Problem to solve: Convert all of the data below into a Markdown table with the columns Row and Line, giving each nonblank line its own numbered row. Leave the pictures out of the table.

Data for this task:
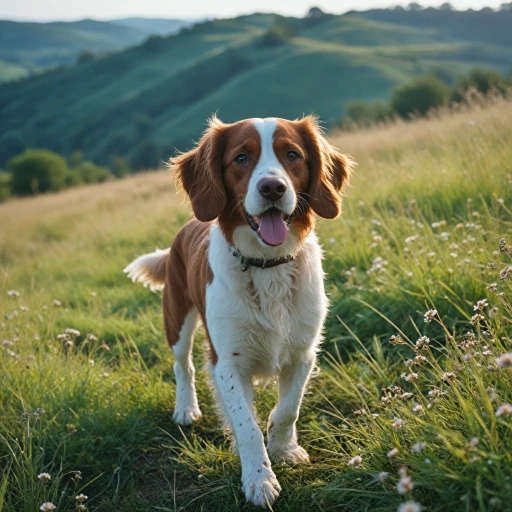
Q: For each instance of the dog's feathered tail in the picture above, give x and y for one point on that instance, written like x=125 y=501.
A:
x=149 y=269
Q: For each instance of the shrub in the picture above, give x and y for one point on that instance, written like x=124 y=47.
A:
x=37 y=170
x=482 y=80
x=120 y=166
x=5 y=185
x=279 y=33
x=91 y=173
x=146 y=156
x=85 y=56
x=366 y=114
x=419 y=96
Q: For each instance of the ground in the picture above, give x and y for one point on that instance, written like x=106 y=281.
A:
x=421 y=229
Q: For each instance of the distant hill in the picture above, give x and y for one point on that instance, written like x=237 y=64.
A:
x=159 y=26
x=36 y=46
x=146 y=101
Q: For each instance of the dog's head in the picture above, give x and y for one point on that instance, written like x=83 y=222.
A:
x=264 y=175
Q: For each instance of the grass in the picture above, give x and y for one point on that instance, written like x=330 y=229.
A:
x=427 y=208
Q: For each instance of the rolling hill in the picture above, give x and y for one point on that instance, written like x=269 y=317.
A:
x=36 y=46
x=146 y=101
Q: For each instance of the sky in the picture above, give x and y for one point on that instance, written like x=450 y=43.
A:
x=50 y=10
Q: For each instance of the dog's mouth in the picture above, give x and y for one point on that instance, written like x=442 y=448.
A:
x=271 y=226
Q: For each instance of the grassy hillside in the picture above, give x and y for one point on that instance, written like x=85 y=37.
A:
x=39 y=45
x=36 y=46
x=160 y=26
x=145 y=102
x=428 y=205
x=484 y=26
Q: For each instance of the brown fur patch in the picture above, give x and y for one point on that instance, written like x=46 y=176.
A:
x=188 y=274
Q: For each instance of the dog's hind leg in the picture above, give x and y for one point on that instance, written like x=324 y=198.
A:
x=180 y=321
x=187 y=409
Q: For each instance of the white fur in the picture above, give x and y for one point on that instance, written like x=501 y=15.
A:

Response below:
| Row | Line |
|---|---|
| 1 | Q: For each instance of the dog's feathered tail in the picture above, give x and y for one point on that instance, written like x=125 y=501. |
| 2 | A: |
| 3 | x=149 y=269 |
| 4 | Q: For each instance of the shrub in the picture above, give x and y for one point on that instance, written like x=124 y=47. |
| 5 | A: |
| 6 | x=37 y=170 |
| 7 | x=482 y=80 |
| 8 | x=120 y=166 |
| 9 | x=5 y=185 |
| 10 | x=279 y=33 |
| 11 | x=91 y=173 |
| 12 | x=146 y=156 |
| 13 | x=85 y=56 |
| 14 | x=366 y=114 |
| 15 | x=419 y=96 |
| 16 | Q: For each instance of the ground in the picture above, give x and y for one point on that instance, written like x=106 y=281. |
| 17 | A: |
| 18 | x=421 y=229 |
| 19 | Q: For each instance of the distant hill in the picture above, give x and y for one point on that instance, written like x=237 y=64. |
| 20 | A: |
| 21 | x=159 y=26 |
| 22 | x=36 y=46 |
| 23 | x=146 y=101 |
| 24 | Q: For each instance of the dog's head in the picture above, give x and y for one point on that instance, written like x=83 y=222. |
| 25 | A: |
| 26 | x=264 y=175 |
| 27 | Q: For each instance of the grass in the picture above, give x and y for one point on that instance, written like x=330 y=229. |
| 28 | A: |
| 29 | x=427 y=208 |
| 30 | Q: For each instance of the rolling hill in the picture above, give x and y for one point on that instance, written like x=269 y=317. |
| 31 | A: |
| 32 | x=36 y=46 |
| 33 | x=146 y=101 |
| 34 | Q: For each instance of the sky in the picture above, give x and y for one point on that instance, written like x=450 y=43. |
| 35 | A: |
| 36 | x=50 y=10 |
| 37 | Q: For each instance of the dog's mouth in the picture above, give x and y for one point on that instance, written like x=442 y=448. |
| 38 | A: |
| 39 | x=271 y=226 |
| 40 | Q: For each instance of the grassy hillside in the picture above, give x and y for one point on that instance, written like x=85 y=37. |
| 41 | A: |
| 42 | x=39 y=45 |
| 43 | x=36 y=46 |
| 44 | x=160 y=26 |
| 45 | x=145 y=102 |
| 46 | x=428 y=205 |
| 47 | x=484 y=26 |
| 48 | Q: For each instance of the brown fur patch in the picture above, give x and y for one point on that instance, written like x=46 y=176. |
| 49 | A: |
| 50 | x=188 y=274 |
| 51 | Q: For each instance of the dog's hind leg in the picture above, give x and y for one point on that instance, written like x=324 y=198. |
| 52 | A: |
| 53 | x=180 y=321 |
| 54 | x=187 y=409 |
| 55 | Q: For each instance of the white fur in the picture above, give x and y for one point on that instance, written like x=501 y=15. |
| 56 | A: |